- [Exercise aim]
Reproduce the material below in full, changing every occurrence of "innermost point" to "central point" and leaving all other wording unchanged.

- [Recorded data]
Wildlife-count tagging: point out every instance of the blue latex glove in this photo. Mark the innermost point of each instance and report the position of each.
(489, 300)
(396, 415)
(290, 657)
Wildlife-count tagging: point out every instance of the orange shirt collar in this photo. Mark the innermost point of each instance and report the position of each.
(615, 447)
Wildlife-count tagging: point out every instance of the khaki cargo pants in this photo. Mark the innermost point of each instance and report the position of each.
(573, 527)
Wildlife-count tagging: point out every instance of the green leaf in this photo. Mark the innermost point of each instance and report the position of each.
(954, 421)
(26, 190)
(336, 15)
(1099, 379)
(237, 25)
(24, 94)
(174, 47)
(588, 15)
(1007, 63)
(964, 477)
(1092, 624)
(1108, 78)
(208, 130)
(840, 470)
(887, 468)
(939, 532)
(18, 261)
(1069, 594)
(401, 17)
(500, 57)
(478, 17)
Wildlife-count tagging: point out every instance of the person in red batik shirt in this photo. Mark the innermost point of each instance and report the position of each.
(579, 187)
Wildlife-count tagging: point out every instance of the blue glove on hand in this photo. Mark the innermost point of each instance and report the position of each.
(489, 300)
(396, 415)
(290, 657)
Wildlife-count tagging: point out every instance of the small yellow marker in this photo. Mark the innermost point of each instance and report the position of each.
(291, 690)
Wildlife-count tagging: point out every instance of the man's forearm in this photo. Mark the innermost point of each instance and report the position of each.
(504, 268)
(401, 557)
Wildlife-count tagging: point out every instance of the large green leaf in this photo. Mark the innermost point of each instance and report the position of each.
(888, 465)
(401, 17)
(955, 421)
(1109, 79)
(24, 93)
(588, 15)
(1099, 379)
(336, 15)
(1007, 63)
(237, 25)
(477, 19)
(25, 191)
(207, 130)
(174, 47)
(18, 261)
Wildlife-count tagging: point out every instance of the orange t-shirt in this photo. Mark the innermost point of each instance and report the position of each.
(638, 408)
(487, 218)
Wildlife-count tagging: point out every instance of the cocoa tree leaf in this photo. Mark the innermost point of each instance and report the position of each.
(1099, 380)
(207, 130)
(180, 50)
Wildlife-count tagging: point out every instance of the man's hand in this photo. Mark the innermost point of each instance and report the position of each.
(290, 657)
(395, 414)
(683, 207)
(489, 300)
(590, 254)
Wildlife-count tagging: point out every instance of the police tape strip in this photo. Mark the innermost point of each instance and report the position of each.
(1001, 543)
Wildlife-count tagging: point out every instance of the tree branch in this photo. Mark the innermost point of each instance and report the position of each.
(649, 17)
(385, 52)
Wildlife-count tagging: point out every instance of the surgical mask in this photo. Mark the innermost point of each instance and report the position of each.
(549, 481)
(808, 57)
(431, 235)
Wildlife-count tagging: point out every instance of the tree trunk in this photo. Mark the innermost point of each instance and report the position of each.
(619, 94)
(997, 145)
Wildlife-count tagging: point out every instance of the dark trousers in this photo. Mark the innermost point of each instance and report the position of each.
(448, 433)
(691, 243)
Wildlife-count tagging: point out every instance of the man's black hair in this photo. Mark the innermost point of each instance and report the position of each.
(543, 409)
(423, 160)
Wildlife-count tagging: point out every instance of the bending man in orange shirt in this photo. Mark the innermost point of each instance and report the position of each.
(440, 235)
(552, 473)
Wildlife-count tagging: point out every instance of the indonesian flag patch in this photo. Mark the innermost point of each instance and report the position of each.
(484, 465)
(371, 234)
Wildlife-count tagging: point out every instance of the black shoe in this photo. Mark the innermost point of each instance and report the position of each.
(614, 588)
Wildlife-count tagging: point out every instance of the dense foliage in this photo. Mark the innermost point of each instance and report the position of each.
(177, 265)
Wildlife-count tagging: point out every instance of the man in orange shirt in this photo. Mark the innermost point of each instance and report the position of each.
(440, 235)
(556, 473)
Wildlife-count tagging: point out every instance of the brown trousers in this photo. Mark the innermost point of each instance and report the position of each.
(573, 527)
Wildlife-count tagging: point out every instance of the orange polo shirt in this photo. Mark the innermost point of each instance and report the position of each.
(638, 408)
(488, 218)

- [Solved problem]
Wildlife-count tagging: point out every instance of the blue latex glove in this photo. Mark the central point of each instance and report the position of each.
(489, 300)
(396, 415)
(290, 657)
Wildlife-count tagging: point out every instance of the orange shirt collar in this photo. Mark the central point of each instance and report the position of each.
(615, 447)
Wildlife-count tagging: point out every instance of the khaki cargo pants in this photo. Mark the central point of each instance and report the position of each.
(573, 527)
Wildlife-count tagging: point out every instance of the green leaf in this photo. Mark the central point of each instance and report the position of each.
(954, 421)
(26, 190)
(336, 15)
(1099, 379)
(237, 25)
(24, 94)
(174, 47)
(588, 15)
(1007, 63)
(964, 477)
(1092, 624)
(1108, 78)
(208, 130)
(840, 470)
(887, 468)
(939, 532)
(18, 261)
(1069, 594)
(401, 17)
(500, 57)
(478, 17)
Wildlife-count tagging: point out every instance of the person in red batik shirt in this photo. Mark the central point of each instance and report the position of each.
(579, 187)
Wildlife-count tagging: point out every instance of the blue glove on hand in this photo. Mark the central point of each instance and report the position of each.
(489, 300)
(396, 415)
(290, 657)
Wildlife-count tagging: point out every instance of the small yellow marker in this photo. Mark the central point of each instance and report the position of each.
(291, 690)
Wildlife-count tagging: point out every instance of the man's forearm in this photo. Mark the central point of each instance and report the position of each.
(504, 268)
(401, 557)
Wildlife-count tagging: point out every instance of the large green leaf in this photo. Mark the central point of each instance and report the position of each.
(888, 465)
(401, 17)
(955, 421)
(1109, 79)
(24, 93)
(588, 15)
(1099, 379)
(336, 15)
(1007, 63)
(237, 25)
(477, 19)
(25, 191)
(207, 130)
(174, 47)
(18, 261)
Wildlife-count tagging: point out every instance of the orange t-shirt in this photo. Mark the central point of each instance and report the position of each.
(638, 408)
(487, 218)
Wildlife-count tagging: point out every instance of the cocoa tree leaf in this photo. Mark the central point of each instance and report the position of each.
(1099, 380)
(207, 130)
(180, 50)
Wildlife-count tagging: point out every instance of the man's hand in this photo. Mark the central point of each instance and report the position of each.
(290, 657)
(395, 414)
(683, 207)
(489, 300)
(590, 254)
Wildlife-count tagging: point out every instance of the police tape strip in this photo. Mark the central point of each instance and report the position of each.
(1001, 543)
Wildlife-count tagging: point out every instance of the tree branch in this photo. Mark the central point of each instance and report the position of each.
(649, 17)
(385, 52)
Wildlife-count tagging: point out every instance of the surgical mask in this photo. Mark the central point of each instance and report the position of each.
(549, 481)
(808, 57)
(431, 235)
Wildlife-count tagging: point out every instance of the tree trunk in this photo. Mark the central point of each instance and report the position of each.
(619, 94)
(997, 145)
Wildlife-count tagging: point out every instance of the dark trousers in this photo. Mark the central point of each instance and report the position of each.
(448, 433)
(691, 243)
Wildlife-count tagging: point out every instance of the man's black hair in this photo. Mark the central point of each instance and report the position of each.
(543, 409)
(423, 160)
Wildlife-count tagging: point out every instance of the bending man in orange shirt in this photo. Mark the central point of each instance and report the position of each.
(440, 235)
(552, 473)
Wildlife-count tagging: point out every instance of the indonesian flag patch in this photo. Mark the central point of each instance and report the position of each.
(484, 465)
(371, 234)
Wildlife-count tagging: point out every instance of the black shoe in this photo. Mark the central point of each instance and report the position of each.
(614, 588)
Wildlife-count tagging: point out every instance of the dense foliage in this photo. Mark the central point of each instance and report the position of each.
(177, 265)
Wildlife-count tagging: point out every instance of the man in orange shirt in this photo. Mark the central point of each instance and report the position of each.
(440, 235)
(556, 473)
Wildlife-count tagging: point out every instance of the brown trousers in this photo. Mark the central point of each instance and report the position of each.
(573, 527)
Wildlife-count tagging: point out every instance of the orange polo shirt in this photo. Mark the central point of each instance and report the position of each.
(638, 408)
(488, 218)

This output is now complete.